*WORK INSTRUCTIONS:* Repeat only the lines from the one holding "Where can the black mane" down to the last line of the listing below, including both of those lines.
## BEGIN GIVEN INFORMATION
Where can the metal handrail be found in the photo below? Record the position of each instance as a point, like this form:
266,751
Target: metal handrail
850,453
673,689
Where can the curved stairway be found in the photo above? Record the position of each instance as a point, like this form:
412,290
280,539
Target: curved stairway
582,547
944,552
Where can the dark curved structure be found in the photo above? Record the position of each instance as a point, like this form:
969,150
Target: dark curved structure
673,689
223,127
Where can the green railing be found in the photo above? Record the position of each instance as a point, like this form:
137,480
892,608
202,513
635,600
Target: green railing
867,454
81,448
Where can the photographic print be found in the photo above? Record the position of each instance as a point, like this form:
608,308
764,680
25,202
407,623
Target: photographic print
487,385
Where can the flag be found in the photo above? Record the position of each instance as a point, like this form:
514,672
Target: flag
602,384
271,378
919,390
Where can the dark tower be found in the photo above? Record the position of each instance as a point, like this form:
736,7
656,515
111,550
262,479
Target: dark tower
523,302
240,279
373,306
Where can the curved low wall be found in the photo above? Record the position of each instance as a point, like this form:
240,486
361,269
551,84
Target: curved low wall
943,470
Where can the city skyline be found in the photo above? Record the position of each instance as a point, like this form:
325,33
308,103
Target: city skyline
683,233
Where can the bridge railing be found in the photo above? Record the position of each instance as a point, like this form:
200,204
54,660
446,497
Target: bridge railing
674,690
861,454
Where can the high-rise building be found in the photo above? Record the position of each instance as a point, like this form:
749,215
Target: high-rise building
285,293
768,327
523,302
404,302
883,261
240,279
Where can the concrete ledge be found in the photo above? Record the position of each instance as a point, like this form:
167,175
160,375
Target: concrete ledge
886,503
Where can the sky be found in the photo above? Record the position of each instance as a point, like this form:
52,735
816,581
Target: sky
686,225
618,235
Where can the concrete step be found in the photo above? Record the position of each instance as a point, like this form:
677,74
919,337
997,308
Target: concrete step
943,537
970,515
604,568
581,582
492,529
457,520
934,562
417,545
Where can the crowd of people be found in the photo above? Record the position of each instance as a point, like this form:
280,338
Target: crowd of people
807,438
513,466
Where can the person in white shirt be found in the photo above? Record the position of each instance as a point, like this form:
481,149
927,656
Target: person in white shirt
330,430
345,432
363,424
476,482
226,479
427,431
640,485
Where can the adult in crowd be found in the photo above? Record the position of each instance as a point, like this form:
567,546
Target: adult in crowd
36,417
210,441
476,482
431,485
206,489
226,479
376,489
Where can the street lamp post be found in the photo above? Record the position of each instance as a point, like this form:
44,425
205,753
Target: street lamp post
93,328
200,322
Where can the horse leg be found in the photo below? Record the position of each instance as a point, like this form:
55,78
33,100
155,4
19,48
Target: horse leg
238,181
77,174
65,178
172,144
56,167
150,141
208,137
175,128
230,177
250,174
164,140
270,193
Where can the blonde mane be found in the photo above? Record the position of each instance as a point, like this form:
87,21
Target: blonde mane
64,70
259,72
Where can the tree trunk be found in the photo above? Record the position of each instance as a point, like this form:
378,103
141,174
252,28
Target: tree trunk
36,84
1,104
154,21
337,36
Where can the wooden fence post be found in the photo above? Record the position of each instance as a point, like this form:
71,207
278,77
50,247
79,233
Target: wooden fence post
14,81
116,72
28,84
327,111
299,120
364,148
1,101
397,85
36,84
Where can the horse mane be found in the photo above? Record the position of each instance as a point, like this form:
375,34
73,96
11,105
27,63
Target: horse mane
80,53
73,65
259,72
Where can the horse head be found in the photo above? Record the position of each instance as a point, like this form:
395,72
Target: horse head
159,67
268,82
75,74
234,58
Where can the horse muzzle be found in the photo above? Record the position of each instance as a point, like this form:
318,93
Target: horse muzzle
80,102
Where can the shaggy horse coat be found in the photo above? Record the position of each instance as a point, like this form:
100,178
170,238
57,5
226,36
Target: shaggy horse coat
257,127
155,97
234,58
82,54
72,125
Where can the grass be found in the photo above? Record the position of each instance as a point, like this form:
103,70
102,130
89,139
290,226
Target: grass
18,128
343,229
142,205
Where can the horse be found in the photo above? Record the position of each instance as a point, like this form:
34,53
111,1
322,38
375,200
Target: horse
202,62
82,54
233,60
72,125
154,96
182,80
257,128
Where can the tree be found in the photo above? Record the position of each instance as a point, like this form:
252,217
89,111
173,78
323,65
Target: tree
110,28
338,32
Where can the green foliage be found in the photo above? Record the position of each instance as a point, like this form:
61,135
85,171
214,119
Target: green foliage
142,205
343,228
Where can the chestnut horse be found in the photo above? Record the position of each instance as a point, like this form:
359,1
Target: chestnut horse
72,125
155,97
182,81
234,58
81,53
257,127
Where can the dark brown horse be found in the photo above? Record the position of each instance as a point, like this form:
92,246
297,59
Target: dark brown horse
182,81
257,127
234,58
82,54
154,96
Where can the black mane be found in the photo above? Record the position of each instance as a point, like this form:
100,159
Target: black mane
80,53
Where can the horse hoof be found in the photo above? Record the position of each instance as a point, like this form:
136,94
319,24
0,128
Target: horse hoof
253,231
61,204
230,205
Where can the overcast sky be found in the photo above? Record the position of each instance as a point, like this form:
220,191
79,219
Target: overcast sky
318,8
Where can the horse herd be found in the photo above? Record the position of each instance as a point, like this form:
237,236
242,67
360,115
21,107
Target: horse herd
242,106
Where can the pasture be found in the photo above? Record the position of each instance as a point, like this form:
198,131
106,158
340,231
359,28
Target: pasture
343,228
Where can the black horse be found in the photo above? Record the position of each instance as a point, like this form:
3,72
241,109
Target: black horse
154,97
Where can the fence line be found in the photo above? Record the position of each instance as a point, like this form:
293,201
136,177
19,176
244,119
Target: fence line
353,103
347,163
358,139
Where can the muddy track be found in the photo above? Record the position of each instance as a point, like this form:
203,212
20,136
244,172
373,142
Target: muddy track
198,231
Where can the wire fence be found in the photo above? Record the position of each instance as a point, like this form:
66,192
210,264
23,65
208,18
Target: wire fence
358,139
## END GIVEN INFORMATION
*WORKED ANSWER:*
Where can the black mane be found in the photo above? Record the position of each instance as a point, like this form:
100,159
Target: black mane
80,53
Where can the horse hoof be found in the photo above? Record the position of each instance as a point, like this form:
136,94
319,24
0,128
Target: horse hoof
253,231
61,204
230,205
Where can the overcast sky be found in the photo above? Record the position of each instance as a point, like this form:
220,191
79,219
Target: overcast sky
318,8
Where can the horse herd be found in the photo above? Record the position of each instance as a point, like this form:
237,236
242,67
360,115
21,107
Target: horse herd
242,106
Where can the pasture be found in the photo above? Record the position of each instance as a point, like this form:
198,131
106,158
340,231
359,28
Target: pasture
343,228
Where can the black horse be found in the photo above? Record the position of each instance as a point, like this form:
3,72
241,109
Target: black horse
154,97
Where can the fence line be found in the photo above? Record the position of each instance as a point, like this form:
293,201
136,177
19,176
244,119
Target: fence line
353,103
347,163
358,139
Where can the muddy track be found in the photo above? Record the position of each instance as a point, like this form:
203,212
20,136
244,172
373,142
Target: muddy track
198,231
Where can the wire fence be found in the photo above? Record the position of each instance as a point, like this form:
66,192
210,264
23,65
208,18
Target: wire fence
358,139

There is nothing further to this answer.